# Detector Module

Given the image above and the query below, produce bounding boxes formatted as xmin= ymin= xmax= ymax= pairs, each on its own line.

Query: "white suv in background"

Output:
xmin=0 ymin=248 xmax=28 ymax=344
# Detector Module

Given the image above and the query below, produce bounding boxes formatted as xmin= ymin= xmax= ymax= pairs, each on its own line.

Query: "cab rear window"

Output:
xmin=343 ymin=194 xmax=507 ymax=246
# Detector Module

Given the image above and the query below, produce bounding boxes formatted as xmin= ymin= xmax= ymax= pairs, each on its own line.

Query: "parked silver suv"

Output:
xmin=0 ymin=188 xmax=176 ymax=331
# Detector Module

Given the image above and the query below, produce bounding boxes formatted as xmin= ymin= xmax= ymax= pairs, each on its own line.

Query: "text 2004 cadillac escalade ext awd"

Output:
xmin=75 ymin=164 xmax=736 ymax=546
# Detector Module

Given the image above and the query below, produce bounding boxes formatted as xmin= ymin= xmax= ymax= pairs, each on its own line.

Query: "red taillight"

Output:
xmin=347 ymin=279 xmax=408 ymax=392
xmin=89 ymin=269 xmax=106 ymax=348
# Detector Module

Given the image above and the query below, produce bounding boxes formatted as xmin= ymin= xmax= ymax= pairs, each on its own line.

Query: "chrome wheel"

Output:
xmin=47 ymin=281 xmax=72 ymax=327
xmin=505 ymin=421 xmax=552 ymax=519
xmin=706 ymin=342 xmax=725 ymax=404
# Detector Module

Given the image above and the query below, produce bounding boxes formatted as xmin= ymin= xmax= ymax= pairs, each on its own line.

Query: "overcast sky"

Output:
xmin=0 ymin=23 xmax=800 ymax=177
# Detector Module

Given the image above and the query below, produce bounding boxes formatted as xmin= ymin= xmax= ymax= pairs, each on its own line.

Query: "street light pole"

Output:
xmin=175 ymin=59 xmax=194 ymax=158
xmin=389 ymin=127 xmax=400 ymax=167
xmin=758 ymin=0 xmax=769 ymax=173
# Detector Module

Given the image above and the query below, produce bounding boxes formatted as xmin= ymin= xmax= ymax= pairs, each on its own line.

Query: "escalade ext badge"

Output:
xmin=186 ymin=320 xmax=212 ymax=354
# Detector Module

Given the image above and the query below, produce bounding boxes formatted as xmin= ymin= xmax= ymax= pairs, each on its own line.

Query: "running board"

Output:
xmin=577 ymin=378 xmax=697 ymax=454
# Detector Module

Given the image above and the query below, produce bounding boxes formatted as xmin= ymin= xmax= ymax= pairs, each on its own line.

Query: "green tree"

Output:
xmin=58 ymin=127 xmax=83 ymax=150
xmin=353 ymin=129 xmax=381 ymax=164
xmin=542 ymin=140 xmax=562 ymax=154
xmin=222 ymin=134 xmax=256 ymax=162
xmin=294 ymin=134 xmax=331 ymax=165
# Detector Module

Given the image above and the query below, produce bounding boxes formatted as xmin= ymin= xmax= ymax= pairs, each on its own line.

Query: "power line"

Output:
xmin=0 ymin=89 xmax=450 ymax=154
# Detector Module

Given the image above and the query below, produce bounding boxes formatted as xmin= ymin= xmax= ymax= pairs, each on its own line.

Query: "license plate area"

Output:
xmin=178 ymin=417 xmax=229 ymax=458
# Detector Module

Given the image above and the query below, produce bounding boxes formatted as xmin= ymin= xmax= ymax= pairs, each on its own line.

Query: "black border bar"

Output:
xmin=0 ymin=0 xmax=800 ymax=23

---

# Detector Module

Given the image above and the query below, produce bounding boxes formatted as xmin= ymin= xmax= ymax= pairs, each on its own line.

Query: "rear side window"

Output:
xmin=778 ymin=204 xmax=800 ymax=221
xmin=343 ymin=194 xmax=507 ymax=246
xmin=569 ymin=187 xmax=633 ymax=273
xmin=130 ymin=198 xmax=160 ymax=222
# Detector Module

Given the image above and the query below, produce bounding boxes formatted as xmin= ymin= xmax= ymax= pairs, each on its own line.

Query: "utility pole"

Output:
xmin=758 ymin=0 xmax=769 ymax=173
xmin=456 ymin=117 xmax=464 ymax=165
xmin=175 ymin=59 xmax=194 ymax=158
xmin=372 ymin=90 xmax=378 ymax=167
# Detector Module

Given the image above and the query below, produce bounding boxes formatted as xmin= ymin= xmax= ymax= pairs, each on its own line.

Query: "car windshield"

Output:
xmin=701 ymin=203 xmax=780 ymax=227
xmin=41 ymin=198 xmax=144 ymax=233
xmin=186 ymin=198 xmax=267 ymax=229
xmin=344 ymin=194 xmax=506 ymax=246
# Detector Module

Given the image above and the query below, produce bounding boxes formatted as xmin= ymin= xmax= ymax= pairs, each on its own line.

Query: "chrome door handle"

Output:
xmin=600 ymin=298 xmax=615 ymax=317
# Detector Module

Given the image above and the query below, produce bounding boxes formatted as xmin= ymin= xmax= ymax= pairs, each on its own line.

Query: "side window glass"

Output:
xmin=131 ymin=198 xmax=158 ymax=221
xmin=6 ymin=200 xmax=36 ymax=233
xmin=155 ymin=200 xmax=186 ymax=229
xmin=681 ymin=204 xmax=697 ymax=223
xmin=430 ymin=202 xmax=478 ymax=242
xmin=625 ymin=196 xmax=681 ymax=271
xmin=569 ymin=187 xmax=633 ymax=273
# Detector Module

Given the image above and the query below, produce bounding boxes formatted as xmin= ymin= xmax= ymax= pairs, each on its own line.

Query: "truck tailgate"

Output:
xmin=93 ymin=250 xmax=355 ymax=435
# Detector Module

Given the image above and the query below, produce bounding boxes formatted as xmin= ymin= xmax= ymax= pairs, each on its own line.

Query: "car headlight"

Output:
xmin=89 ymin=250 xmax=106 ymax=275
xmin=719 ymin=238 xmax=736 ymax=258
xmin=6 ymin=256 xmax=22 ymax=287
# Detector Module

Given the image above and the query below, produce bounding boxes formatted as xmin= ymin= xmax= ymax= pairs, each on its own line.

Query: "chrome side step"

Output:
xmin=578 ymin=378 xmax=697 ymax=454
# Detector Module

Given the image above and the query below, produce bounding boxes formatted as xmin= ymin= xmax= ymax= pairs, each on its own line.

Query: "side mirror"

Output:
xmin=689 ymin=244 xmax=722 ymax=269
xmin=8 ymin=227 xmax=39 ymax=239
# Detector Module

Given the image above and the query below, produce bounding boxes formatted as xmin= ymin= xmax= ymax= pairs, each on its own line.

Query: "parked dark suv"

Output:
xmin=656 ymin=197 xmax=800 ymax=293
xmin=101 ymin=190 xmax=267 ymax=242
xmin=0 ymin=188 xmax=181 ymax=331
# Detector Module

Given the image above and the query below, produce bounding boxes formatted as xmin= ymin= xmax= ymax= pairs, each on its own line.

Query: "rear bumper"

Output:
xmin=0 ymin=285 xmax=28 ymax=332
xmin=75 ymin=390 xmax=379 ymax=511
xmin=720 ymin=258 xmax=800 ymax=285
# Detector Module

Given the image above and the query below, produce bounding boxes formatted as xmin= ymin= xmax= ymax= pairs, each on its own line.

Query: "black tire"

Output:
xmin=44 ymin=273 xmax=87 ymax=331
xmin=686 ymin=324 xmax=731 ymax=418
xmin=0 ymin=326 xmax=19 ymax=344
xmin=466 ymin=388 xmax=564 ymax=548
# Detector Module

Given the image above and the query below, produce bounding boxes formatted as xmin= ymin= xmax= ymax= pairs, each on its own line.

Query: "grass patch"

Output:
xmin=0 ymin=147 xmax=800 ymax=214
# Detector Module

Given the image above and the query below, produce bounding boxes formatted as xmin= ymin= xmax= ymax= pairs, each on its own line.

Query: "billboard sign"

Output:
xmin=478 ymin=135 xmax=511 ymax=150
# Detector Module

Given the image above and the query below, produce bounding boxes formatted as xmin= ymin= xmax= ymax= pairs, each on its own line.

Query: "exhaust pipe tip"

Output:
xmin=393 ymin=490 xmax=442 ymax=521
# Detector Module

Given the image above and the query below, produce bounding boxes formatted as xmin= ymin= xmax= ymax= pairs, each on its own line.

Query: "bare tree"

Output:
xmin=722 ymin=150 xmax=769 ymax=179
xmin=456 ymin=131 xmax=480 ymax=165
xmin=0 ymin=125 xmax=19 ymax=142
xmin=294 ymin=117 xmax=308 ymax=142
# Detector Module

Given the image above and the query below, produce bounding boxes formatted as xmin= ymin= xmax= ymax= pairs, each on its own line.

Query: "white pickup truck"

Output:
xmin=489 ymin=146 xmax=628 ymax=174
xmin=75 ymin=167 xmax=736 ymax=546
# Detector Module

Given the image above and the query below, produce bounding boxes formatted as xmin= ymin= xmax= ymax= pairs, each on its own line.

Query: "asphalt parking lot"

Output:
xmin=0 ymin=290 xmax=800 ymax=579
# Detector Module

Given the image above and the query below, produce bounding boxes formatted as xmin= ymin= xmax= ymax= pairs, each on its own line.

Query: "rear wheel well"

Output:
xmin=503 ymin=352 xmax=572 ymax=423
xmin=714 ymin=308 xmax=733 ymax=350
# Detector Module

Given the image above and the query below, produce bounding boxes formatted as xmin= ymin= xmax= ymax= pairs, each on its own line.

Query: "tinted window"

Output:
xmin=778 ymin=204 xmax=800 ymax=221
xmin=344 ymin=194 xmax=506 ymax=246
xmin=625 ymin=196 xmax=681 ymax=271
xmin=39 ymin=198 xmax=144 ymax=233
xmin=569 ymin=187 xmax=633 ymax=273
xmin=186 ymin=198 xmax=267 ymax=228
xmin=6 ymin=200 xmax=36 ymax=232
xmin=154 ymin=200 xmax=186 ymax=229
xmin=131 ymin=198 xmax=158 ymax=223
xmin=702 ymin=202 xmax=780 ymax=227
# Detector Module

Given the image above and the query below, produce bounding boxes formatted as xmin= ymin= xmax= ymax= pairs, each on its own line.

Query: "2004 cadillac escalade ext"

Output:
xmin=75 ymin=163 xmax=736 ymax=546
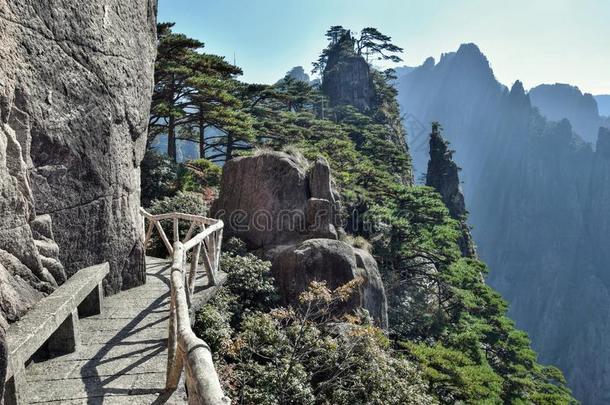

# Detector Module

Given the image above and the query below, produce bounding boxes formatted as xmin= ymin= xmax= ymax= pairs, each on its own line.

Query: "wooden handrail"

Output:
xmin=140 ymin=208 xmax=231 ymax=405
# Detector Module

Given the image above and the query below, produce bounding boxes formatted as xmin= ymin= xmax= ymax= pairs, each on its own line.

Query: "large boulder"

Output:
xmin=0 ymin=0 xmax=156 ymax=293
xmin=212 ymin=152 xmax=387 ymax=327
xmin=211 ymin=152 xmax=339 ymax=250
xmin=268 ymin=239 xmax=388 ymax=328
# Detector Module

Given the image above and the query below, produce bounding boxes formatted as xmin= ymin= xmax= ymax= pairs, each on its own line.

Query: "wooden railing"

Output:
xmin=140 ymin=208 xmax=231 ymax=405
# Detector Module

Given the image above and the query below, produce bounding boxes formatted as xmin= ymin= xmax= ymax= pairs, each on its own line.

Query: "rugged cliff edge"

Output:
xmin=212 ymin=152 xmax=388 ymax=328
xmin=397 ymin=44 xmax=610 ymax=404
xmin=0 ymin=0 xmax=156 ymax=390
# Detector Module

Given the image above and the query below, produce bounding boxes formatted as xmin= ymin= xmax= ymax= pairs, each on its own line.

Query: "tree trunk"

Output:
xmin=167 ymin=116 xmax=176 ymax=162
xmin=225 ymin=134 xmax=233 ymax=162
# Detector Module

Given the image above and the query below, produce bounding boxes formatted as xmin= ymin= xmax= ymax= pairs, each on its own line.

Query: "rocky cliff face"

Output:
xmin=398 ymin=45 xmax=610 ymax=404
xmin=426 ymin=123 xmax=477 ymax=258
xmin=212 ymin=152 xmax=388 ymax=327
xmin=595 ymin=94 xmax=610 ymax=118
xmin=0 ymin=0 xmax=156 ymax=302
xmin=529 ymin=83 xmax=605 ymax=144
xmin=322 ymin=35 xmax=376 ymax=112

...

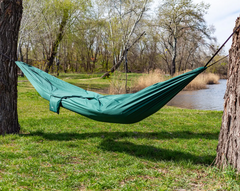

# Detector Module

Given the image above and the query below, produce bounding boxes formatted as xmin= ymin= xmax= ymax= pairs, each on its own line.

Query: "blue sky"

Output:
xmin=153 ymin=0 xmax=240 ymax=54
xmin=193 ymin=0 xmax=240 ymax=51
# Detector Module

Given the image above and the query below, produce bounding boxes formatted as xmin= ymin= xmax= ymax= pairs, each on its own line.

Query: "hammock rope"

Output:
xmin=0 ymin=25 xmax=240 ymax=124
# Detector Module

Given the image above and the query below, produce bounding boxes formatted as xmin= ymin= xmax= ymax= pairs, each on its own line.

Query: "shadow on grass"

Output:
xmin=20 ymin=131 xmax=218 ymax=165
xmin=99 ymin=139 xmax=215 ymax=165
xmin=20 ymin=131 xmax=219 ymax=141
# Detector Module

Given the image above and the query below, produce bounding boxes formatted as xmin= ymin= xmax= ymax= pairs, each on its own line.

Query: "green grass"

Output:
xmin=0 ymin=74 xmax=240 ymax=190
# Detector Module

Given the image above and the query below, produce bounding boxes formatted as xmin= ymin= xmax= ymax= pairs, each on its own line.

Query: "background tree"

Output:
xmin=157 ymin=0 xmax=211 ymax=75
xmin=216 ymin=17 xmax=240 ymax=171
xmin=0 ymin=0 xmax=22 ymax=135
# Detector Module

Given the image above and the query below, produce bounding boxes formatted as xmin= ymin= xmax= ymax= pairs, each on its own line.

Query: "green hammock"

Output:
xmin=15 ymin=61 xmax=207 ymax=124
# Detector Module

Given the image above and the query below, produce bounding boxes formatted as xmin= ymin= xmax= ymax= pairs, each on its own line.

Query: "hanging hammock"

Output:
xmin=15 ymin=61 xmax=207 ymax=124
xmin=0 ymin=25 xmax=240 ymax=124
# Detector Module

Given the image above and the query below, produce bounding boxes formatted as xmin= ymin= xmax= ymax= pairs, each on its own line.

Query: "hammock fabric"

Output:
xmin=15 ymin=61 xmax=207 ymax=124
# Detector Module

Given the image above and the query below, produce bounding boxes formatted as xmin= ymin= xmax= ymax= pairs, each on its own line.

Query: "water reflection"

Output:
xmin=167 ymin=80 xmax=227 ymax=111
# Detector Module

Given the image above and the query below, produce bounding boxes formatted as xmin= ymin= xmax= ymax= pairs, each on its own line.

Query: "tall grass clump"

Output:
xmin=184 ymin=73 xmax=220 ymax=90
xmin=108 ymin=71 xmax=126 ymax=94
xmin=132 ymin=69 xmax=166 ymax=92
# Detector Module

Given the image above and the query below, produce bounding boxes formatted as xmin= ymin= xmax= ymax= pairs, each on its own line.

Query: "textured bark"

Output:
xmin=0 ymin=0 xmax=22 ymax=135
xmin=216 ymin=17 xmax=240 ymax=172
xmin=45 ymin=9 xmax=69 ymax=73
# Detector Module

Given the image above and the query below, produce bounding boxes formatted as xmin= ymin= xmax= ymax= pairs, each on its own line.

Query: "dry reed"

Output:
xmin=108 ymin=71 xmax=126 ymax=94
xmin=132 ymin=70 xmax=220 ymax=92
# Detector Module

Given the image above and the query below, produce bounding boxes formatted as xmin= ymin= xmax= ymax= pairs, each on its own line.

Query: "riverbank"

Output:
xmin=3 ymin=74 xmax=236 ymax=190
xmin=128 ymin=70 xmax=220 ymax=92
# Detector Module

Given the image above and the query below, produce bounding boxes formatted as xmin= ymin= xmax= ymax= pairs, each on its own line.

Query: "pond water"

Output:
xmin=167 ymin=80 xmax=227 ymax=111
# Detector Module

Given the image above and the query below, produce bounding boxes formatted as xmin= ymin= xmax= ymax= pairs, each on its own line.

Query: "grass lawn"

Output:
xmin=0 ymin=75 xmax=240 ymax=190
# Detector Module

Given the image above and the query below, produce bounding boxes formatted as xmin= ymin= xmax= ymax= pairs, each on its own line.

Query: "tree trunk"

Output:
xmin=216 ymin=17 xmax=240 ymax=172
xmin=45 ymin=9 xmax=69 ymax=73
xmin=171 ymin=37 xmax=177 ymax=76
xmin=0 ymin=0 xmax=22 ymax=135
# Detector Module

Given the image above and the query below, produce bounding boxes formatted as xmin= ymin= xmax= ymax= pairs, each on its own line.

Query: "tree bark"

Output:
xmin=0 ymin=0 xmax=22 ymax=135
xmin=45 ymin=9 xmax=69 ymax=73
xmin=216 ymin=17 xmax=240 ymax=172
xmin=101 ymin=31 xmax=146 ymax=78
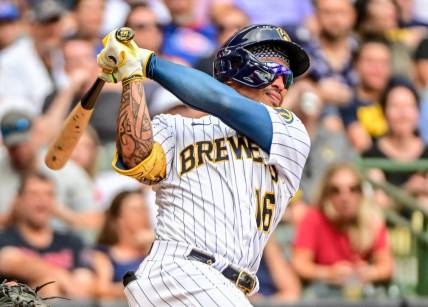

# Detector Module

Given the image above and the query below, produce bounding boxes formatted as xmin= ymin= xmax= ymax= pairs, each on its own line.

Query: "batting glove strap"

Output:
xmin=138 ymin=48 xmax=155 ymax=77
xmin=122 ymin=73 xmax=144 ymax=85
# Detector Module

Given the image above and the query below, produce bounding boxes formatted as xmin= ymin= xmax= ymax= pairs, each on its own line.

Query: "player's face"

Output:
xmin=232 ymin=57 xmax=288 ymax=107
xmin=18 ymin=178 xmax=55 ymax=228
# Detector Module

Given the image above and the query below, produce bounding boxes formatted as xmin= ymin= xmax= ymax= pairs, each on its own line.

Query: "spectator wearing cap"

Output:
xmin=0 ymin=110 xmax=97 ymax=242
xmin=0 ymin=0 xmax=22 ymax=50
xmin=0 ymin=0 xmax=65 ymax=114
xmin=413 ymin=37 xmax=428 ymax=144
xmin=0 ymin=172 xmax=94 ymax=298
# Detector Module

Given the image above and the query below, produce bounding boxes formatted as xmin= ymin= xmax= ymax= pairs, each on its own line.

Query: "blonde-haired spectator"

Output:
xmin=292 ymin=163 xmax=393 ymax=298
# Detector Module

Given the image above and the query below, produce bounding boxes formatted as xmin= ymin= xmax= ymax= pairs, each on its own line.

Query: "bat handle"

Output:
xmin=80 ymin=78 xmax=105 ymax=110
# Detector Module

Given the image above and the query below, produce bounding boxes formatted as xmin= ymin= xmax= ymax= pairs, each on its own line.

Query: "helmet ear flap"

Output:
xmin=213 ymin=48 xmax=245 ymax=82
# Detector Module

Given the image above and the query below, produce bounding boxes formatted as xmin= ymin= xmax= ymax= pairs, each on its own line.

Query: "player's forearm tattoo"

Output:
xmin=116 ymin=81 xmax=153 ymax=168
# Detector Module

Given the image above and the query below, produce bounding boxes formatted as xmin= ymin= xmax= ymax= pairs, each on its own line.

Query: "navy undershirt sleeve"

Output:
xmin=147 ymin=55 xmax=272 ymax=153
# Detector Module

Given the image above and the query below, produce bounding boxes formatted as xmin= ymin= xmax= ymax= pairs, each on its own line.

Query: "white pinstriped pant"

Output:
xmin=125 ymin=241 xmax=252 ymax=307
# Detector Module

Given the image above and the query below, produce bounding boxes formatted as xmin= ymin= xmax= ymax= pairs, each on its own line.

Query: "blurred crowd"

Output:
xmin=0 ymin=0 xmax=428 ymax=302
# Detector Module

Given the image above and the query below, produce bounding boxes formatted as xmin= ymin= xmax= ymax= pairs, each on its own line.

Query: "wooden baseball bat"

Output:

Set exercise
Identify every line in the entries above that contains the word "spectator", matching case exactly, and copy each such line in full.

Result of the task
Query: "spectator wearing cap"
Query: "blonde-haired spectator"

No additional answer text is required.